# Zu erstellen:
Wo hat das Ehepaar Weyer laut dem Textauszug seinen Hauptwohnsitz?

Der Klatten-Erpresser und der "Pate": Die Jagd auf Ernani Barretta
MÜNCHEN/PESCARA - Ein Multimillionärs-Ehepaar gerät per Zufall in Kontakt mit Verbrechern, bringt einen in den Knast und findet den Drahtzieher. Die Hauptdarsteller: Konsul Hans-Hermann Weyer, seine Frau Christina – und der Barretta-Clan.
Mit Spannung erwartet das Jet-Set-Paar mit Hauptwohnsitz Rio de Janeiro den Prozessbeginn gegen Ernani Barretti am Dienstag im italienischen Pescara. Der „Pate“ soll seinem Jünger Helg Sgarbi die Erpressung von Susanne Klatten befohlen und die üblen Sexfallen gelegt haben, in auch weitere Frauen reihenweise tappten. Der „Heilsbringer“ aus dem Abruzzendorf Pecosansonesco zog die Fäden im Hintergrund – und kassierte.

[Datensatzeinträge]

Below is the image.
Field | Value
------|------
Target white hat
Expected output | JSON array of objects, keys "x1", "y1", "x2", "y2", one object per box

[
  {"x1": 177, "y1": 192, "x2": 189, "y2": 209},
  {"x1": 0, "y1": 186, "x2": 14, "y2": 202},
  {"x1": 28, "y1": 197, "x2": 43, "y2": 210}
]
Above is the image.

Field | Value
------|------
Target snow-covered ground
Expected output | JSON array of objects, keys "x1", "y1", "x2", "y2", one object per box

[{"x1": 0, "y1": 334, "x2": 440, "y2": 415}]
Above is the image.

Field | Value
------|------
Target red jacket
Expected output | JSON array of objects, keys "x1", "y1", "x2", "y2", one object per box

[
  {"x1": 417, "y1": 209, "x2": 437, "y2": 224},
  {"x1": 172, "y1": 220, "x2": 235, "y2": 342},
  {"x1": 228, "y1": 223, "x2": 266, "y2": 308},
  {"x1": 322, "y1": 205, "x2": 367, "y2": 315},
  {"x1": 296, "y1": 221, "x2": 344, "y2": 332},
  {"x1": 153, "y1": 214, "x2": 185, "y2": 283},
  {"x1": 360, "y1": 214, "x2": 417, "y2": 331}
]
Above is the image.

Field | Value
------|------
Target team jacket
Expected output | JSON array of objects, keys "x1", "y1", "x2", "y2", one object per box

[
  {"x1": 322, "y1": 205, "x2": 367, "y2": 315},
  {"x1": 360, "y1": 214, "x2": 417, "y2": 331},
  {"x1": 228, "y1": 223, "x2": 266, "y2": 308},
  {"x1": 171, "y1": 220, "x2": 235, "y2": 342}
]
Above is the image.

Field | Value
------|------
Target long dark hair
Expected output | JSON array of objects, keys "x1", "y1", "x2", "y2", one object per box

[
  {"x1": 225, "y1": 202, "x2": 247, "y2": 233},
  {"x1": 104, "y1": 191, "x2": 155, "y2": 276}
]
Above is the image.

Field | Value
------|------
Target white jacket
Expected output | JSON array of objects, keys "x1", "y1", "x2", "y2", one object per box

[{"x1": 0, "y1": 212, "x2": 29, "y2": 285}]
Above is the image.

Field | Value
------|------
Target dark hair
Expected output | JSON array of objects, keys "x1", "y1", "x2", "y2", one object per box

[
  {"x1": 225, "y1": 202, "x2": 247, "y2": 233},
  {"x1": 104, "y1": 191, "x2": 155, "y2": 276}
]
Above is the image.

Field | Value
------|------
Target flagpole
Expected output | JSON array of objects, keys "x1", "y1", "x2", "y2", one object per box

# Ergebnis:
In Rio de Janeiro.